▶ _Direction_
Convert all of the material below into a two-column CSV with the headers "instruction" and "response", one row per instruction. Put each instruction and its full answer in its own double-quoted field, with any line breaks replaced by spaces.

(Excerpts from a detection dataset)

====================

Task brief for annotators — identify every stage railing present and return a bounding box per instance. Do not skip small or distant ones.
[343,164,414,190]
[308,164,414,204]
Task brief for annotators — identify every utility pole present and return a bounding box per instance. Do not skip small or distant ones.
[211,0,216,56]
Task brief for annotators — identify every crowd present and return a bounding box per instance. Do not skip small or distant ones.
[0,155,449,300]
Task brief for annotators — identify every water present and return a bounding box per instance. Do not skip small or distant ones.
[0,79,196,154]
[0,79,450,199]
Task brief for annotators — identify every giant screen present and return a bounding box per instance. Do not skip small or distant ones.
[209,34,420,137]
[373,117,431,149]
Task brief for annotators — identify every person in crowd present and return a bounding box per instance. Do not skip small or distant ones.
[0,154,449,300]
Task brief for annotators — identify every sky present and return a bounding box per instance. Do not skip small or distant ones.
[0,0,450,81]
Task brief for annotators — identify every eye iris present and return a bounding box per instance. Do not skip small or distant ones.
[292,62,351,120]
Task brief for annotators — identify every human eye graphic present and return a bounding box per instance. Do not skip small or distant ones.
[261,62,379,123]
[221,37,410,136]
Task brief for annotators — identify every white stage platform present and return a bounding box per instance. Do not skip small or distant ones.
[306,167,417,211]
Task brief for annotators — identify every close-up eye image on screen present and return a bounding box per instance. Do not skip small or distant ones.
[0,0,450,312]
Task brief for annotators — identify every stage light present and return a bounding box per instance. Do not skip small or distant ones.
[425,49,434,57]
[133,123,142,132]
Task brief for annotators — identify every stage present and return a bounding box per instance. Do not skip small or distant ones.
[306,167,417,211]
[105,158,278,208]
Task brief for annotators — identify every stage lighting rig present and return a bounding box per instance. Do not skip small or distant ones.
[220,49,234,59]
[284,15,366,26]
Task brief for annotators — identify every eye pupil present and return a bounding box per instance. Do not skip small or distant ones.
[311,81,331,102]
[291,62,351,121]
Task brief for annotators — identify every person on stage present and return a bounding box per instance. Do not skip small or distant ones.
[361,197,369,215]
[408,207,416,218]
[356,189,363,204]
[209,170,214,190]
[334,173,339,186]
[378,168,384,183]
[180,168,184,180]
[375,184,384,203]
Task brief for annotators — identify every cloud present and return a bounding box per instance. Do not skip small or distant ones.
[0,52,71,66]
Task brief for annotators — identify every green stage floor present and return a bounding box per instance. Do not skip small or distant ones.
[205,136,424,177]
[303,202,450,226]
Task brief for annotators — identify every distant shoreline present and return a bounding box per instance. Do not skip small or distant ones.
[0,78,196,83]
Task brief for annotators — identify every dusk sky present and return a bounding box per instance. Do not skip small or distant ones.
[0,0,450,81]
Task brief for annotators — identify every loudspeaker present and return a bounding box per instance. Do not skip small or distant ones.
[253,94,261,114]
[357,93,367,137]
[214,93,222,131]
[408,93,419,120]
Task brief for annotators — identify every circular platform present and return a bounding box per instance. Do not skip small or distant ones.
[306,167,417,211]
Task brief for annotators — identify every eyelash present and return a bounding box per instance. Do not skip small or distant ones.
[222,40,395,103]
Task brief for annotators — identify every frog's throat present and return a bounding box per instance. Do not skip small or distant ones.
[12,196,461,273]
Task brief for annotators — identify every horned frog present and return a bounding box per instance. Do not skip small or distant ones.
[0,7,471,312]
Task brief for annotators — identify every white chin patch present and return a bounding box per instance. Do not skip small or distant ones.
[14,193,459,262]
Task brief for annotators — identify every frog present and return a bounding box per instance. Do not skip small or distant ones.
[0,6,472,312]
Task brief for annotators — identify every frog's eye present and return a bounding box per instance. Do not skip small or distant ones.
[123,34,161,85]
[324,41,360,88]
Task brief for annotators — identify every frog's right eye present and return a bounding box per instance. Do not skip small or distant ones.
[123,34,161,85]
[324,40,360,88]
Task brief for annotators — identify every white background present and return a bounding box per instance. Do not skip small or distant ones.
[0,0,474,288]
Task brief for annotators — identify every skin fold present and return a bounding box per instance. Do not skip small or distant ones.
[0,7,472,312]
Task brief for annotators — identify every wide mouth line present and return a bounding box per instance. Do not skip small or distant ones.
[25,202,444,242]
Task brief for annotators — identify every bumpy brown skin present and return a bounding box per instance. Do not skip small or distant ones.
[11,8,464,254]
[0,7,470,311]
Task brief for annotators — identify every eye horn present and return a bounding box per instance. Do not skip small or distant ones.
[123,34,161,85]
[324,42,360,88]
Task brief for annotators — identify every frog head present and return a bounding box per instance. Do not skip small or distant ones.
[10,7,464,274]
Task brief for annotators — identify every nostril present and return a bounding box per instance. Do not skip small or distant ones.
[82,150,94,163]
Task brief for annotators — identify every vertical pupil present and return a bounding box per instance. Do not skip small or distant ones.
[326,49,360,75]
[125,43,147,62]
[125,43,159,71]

====================

▶ _Answer_
instruction,response
"Task brief for annotators — identify every stage railing present and return a bounding box per instance. Do not skip small or distant ones.","[343,164,414,190] [308,164,414,204]"
"Task brief for annotators — identify every utility pole present and return a bounding box per instance. Do not skip small or distant ones.","[211,0,216,56]"
"Task brief for annotators — identify every crowd present and return a bounding box per instance. Do not skip small or distant ones.","[0,155,449,300]"
"Task brief for annotators — identify every water present and return a bounding box per instance. Do not skip small or distant ones.","[0,79,196,154] [0,79,450,199]"
"Task brief for annotators — identify every giant screen present and return a bounding box per instance. Do not skip small or distant ones.","[209,34,420,137] [373,117,431,149]"
"Task brief for annotators — identify every person in crowd present and return a bounding box per instance. Do not skip small or distant ones.","[0,154,449,300]"
"Task brief for annotators — identify every sky present and return a bounding box per instance. Do not skip small or distant ones.","[0,0,450,81]"
"Task brief for annotators — identify every eye iris present and return a bounding box per instance. Do not skip small or distant ones.","[292,62,351,120]"
"Task brief for annotators — identify every human eye graphic present and return a bounding box per instance. Do not skip small or distant ones.","[261,62,379,123] [221,37,410,136]"
"Task brief for annotators — identify every white stage platform present and return a bounding box per instance. Do not skip small or distant ones.","[306,167,417,211]"
"Task brief for annotators — identify every close-up eye image on screen present and return a bounding box per instance. Do not skip small or distant ones.","[0,0,450,312]"
"Task brief for annotators — identify every stage light present and return a bounding box per instance. Do not skip small or distant ones.","[425,49,434,57] [133,123,142,132]"
"Task brief for annotators — identify every stage present and return a bounding box per instance. Do not skip small or distant ones.","[306,167,417,211] [105,158,278,208]"
"Task brief for annotators — identify every stage lighting rig present and return a bounding box per instance. Do not skip small or distant ones.","[220,49,234,59] [284,15,366,26]"
"Task brief for annotators — identify every eye pupil present and return a bounding box per instance. Do not skip small or distant ones.","[311,81,331,102] [291,62,351,121]"
"Task brief for annotators — identify every person on stage present and return a bounding box per instance. Do not skip small or distant ones.","[361,197,369,215] [408,207,416,218] [356,189,363,204] [209,170,214,190] [334,173,339,186] [378,168,384,183] [180,168,184,180] [375,184,384,203]"
"Task brief for annotators — identify every cloud present and return a bounding box per instance. Do not skip small or distant ones.","[0,52,71,66]"
"Task brief for annotators — identify every green stage floor present and return a bounding box per instance. Do not skip small or distant ones.","[205,136,424,177] [303,202,450,226]"
"Task brief for annotators — identify every distant shoreline present and return a bounding box per instance. Do not skip small or distant ones.","[0,78,196,83]"
"Task brief for annotators — identify every dusk sky present and return a bounding box per instance. Do not skip small or distant ones.","[0,0,450,81]"
"Task brief for annotators — identify every loudspeaker present and return a bounding box per instance. Do not skip small or distant ones.","[253,94,261,114] [357,93,367,137] [214,93,222,131] [408,93,419,120]"
"Task brief for annotators — identify every circular platform present and return a bounding box per instance. Do not skip small or distant ones.","[306,167,417,211]"
"Task brief for annotators — identify every eyelash present and return a bounding box per instance. Do not skip small or distant ones.","[222,40,395,103]"
"Task brief for annotators — identify every frog's throat present and return a bounding box per instance. Do not skip small or distant ones.","[12,196,461,273]"
"Task brief for annotators — identify every horned frog present and return a bounding box per instance. Do not skip small or distant ones.","[0,7,471,312]"
"Task brief for annotators — identify every white chin patch present and return a bounding box per instance. Do not skip small or distant ones.","[14,193,459,262]"
"Task brief for annotators — identify every frog present and return a bounding box per instance. Do not skip small or distant ones.","[0,6,472,312]"
"Task brief for annotators — identify every frog's eye present and return a bounding box per instance. Do not skip small or distant ones.","[123,34,161,85] [324,41,360,88]"
"Task brief for annotators — identify every frog's right eye present and return a bounding box per instance. Do not skip small or distant ones.","[123,34,161,85] [324,40,360,88]"
"Task brief for annotators — identify every white background present and return a bounding box per instance. Do not skip small or distant ones.","[0,0,474,288]"
"Task brief for annotators — identify every skin fold present and return a bounding box per instance. Do not skip small or distant ones.","[0,7,472,312]"
"Task brief for annotators — identify every wide mouth line present and return a bounding box per instance. Do not skip small or distant ones.","[25,202,444,242]"
"Task brief for annotators — identify every bumpy brown skin present and return a bounding box per instance. Do not skip small or distant ones.","[11,8,464,254] [0,7,470,311]"
"Task brief for annotators — identify every eye horn present and return a bounding box per instance. Do not skip small or distant ones.","[123,34,161,85] [324,42,360,88]"
"Task brief for annotators — identify every frog head present and return a bounding box per instance. Do not skip small or distant ones.","[10,7,464,274]"
"Task brief for annotators — identify every nostril present and return a bounding box per instance. Do not skip small or distant ones.","[82,150,94,163]"
"Task brief for annotators — identify every vertical pupil present and return a bounding box per instance. Do not skip small or distant ones.","[326,49,360,75] [125,43,147,62] [125,43,159,71]"